GIVEN RECORDS>
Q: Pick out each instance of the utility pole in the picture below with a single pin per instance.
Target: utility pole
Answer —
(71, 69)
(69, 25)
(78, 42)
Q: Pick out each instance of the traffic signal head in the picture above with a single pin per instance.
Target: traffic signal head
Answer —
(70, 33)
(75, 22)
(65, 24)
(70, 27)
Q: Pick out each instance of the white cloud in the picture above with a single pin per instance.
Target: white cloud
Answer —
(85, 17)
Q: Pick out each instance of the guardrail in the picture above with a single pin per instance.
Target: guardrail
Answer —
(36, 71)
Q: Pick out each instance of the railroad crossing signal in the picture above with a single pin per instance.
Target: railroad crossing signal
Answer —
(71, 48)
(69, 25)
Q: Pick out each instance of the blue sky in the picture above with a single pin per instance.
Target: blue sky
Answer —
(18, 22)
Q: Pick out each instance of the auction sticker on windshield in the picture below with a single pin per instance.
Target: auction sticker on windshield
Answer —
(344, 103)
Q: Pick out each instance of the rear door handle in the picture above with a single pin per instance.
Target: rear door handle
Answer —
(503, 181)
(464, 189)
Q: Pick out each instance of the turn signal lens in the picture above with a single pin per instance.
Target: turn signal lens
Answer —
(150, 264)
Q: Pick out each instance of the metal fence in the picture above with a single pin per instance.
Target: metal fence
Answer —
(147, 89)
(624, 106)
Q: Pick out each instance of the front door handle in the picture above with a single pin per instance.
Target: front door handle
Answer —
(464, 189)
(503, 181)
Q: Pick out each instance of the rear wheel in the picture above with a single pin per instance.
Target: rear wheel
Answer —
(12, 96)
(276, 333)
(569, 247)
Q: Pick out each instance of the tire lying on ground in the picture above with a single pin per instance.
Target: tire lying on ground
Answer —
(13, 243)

TASK INSTRUCTIONS> Look through the entries above, and wherever a line holds the word "turn", copy it.

OUTPUT BELOW>
Q: Pick out each instance of the turn signal lens in the picture above with a single pin per instance.
Target: turn signal lens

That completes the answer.